:: Task details ::
Print all the records exactly as they stand.
━━━━━━━━━━━━━━━━
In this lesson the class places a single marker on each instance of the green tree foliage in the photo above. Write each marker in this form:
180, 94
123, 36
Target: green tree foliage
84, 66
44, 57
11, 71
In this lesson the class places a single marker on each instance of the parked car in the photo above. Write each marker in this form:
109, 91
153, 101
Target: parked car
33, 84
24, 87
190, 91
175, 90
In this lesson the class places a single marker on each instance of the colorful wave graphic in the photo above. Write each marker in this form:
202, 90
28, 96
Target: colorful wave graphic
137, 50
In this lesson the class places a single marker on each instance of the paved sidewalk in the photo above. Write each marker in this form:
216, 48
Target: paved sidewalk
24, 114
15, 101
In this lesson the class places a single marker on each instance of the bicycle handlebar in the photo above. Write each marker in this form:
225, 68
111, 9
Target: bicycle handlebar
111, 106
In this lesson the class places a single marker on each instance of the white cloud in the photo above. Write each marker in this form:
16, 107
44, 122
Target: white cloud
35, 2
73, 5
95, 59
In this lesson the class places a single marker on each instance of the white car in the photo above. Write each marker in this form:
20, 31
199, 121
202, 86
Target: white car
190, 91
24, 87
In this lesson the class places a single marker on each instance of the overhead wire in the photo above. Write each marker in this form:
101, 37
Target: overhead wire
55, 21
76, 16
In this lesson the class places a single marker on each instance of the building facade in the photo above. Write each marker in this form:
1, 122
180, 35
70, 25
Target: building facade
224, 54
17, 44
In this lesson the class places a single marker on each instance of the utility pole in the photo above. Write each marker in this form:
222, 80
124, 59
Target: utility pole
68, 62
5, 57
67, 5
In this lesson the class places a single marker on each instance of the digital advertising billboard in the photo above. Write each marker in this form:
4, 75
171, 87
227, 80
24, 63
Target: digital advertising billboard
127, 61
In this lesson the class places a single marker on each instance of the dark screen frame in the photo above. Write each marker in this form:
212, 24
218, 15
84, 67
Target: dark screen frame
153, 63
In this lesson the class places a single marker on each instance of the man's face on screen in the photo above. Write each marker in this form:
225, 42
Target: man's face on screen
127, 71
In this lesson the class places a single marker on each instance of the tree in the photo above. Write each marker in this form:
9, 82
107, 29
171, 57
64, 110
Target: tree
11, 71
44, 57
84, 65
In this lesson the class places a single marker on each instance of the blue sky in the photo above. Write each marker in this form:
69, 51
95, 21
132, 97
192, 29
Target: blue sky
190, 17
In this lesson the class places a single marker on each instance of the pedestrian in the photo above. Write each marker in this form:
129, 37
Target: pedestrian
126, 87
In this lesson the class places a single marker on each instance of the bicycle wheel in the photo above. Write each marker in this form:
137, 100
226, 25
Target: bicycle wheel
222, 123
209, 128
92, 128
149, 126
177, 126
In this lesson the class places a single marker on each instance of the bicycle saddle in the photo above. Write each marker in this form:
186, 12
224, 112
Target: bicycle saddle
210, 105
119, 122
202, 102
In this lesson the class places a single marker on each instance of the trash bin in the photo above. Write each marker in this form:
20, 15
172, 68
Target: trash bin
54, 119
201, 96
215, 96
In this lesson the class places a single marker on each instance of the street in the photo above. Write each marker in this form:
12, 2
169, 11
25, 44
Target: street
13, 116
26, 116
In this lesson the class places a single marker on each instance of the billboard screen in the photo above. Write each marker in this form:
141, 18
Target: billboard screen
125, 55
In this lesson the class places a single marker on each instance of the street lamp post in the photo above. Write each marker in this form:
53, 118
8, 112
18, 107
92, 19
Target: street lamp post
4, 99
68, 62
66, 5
━━━━━━━━━━━━━━━━
:: Solution to the problem ::
In this lesson the class places a single marker on each instance of the green tree foliage in the photo above. Write each marker in this form:
180, 94
123, 36
Target: green tree foliage
84, 66
44, 57
11, 71
In this lesson the class places a single marker on each instance of the parked car in the photo above. Write each marker in this form:
109, 91
153, 101
Target: parked car
33, 84
24, 87
190, 91
175, 90
In this lesson the class places a single marker on each instance of the colorful wave graphic in the photo above. Write each marker in this form:
202, 90
28, 96
Target: colorful wave graphic
137, 50
In this lesson the class places a single marker on each instance of the paved sidewalk in the photo above. Write each marker in this form:
216, 48
Target: paved sidewalk
24, 114
15, 101
In this lesson the class places a single marker on each instance of the bicycle handlebar in the photo above. Write each marker in this form:
225, 68
111, 9
Target: bicycle handlebar
111, 106
In this lesson the class places a single marker on each instance of the white cloud in the photo above. Write each marker in this form:
16, 107
44, 122
Target: white cloud
35, 2
73, 5
95, 59
In this lesson the class places a single marker on each instance of the white car in the photo above. Write each marker in this form:
20, 31
199, 121
202, 86
Target: white car
190, 91
24, 87
In this lesson the class places a single marker on each instance of the overhead wire in the photo above. Write each marker in this form:
101, 37
Target: overhead wire
55, 21
76, 16
In this lesson the class places a single marker on each instance of the building facade in the photo above. Write each marker in this form:
1, 122
180, 35
70, 25
Target: building facade
224, 54
17, 44
In this lesson the class places a single marker on each instance of the utility pole in the photo above. Write each marker in this form:
222, 80
124, 59
Target: utility pole
68, 62
5, 57
67, 5
In this lesson the class places a single marker on each instance of the digital advertising billboard in the photo above. Write each marker in this form:
4, 75
171, 87
227, 80
24, 63
Target: digital advertising billboard
127, 61
In this lesson the class places a single marker on each instance of the dark screen frame in the photo above. Write each marker in this form:
212, 24
218, 15
84, 67
Target: dark screen frame
153, 63
In this lesson the class places a single marker on each instance of the man's face on screen in the photo above. Write each marker in this form:
225, 42
Target: man's face on screen
127, 71
In this lesson the class places a single marker on each instance of the tree in the photo above. Write each marker in this form:
9, 82
107, 29
171, 57
64, 110
Target: tree
11, 71
44, 57
84, 65
In this lesson the class places a single marker on each instance of the blue sky in the photo above. Write each marker in this form:
69, 51
95, 21
132, 97
192, 29
Target: blue sky
190, 17
In this lesson the class places a single marker on each instance of the pedestrian in the photo above. Write each marker in this form:
129, 37
Target: pedestrian
126, 87
In this lesson the class places a single marker on each instance of the bicycle wheel in the photo above. Write each marker in this form:
137, 100
226, 25
Target: bicycle wheel
222, 123
209, 128
92, 128
149, 126
177, 126
In this lesson the class places a single marker on each instance of the bicycle saddle in the photo above. Write each marker in this form:
186, 12
224, 112
Target: bicycle saddle
210, 105
119, 122
202, 102
In this lesson the class places a single marker on each instance of the trash bin in the photo above. Write each marker in this form:
20, 15
172, 68
Target: trash bin
54, 119
201, 96
215, 96
In this lesson the class places a single marker on each instance of the street in the photo above. Write each marker in this form:
12, 2
169, 11
25, 44
Target: street
13, 116
26, 116
In this lesson the class places a single marker on each instance of the billboard screen in the photo above. Write each marker in this form:
141, 18
Target: billboard screen
125, 55
In this lesson the class places a single marker on each instance of the street lamp post in the photo above. Write each marker in this form:
53, 118
8, 112
18, 107
92, 19
Target: street lamp post
4, 99
68, 62
66, 5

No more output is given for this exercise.